======== SOURCE MATERIAL

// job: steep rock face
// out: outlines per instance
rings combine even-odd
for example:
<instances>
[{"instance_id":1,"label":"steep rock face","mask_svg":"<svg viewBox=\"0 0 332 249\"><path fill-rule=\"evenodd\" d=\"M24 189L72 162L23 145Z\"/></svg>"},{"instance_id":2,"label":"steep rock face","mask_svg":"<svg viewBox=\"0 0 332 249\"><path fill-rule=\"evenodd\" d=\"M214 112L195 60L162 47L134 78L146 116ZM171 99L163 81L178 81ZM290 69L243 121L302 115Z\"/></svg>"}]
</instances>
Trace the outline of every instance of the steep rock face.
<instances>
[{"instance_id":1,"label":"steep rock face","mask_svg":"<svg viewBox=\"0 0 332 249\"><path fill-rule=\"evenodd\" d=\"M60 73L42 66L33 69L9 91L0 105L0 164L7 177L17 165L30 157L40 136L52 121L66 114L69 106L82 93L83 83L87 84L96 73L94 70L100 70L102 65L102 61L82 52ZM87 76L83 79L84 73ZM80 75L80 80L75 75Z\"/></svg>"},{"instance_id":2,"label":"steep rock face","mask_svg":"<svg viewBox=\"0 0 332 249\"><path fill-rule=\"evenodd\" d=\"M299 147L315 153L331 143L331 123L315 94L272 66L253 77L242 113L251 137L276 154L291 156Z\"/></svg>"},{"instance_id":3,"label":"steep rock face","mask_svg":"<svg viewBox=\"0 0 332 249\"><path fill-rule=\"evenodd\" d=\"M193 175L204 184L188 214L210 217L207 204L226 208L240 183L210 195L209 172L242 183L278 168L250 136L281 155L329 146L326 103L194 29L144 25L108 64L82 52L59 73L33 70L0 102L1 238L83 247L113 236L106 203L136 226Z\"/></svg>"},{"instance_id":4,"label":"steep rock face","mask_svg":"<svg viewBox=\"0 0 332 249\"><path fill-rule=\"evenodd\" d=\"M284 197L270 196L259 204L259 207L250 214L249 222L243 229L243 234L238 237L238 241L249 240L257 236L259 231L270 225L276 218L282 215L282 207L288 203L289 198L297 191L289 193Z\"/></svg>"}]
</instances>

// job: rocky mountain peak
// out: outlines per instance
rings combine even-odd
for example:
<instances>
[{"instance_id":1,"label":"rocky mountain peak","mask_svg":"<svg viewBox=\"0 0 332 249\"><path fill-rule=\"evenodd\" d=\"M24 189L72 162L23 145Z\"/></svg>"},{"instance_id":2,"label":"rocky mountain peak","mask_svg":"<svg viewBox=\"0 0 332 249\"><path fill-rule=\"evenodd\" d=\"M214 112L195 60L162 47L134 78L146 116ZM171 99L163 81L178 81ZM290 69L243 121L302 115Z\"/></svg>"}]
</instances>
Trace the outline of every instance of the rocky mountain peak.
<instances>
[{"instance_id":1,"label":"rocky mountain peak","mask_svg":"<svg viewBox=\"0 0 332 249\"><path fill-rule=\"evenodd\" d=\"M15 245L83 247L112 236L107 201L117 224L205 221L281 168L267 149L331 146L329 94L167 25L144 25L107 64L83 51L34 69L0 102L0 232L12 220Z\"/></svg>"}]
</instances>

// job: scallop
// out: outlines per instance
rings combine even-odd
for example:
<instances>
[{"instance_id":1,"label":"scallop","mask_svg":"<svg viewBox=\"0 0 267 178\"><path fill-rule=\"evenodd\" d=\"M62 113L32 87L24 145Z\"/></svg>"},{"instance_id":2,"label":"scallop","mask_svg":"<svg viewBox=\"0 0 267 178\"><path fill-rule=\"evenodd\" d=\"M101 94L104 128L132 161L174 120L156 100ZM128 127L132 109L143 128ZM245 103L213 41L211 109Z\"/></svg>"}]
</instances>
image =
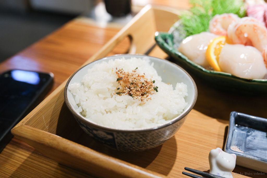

================

:: REQUIREMENT ::
Copy the entries word for word, from the line with "job: rocky mountain peak" to the end, and leave the pictures out.

:: CORRECT RESPONSE ::
// job: rocky mountain peak
// out: outlines per instance
rings combine even-odd
for example:
<instances>
[{"instance_id":1,"label":"rocky mountain peak","mask_svg":"<svg viewBox=\"0 0 332 249\"><path fill-rule=\"evenodd\" d=\"M24 189L72 162L23 145Z\"/></svg>"},{"instance_id":2,"label":"rocky mountain peak","mask_svg":"<svg viewBox=\"0 0 332 249\"><path fill-rule=\"evenodd\" d=\"M214 112L195 60L162 47L134 78L146 116ZM171 99L163 81L178 81ZM290 69L243 121L302 115Z\"/></svg>"}]
</instances>
Trace the outline of every instance of the rocky mountain peak.
<instances>
[{"instance_id":1,"label":"rocky mountain peak","mask_svg":"<svg viewBox=\"0 0 332 249\"><path fill-rule=\"evenodd\" d=\"M15 245L83 247L112 236L107 201L117 224L205 221L281 168L267 149L331 146L329 94L167 25L144 25L107 64L83 51L34 69L0 102L0 232L12 220Z\"/></svg>"}]
</instances>

// job: scallop
// out: outlines per instance
rings combine even-odd
for example:
<instances>
[{"instance_id":1,"label":"scallop","mask_svg":"<svg viewBox=\"0 0 267 178\"><path fill-rule=\"evenodd\" d=\"M62 113L32 87L24 145Z\"/></svg>"},{"instance_id":2,"label":"scallop","mask_svg":"<svg viewBox=\"0 0 267 178\"><path fill-rule=\"evenodd\" d=\"M101 94L104 128L132 161L174 120L156 100ZM128 127L132 109L143 128ZM245 103L213 41L211 109Z\"/></svg>"}]
</instances>
image =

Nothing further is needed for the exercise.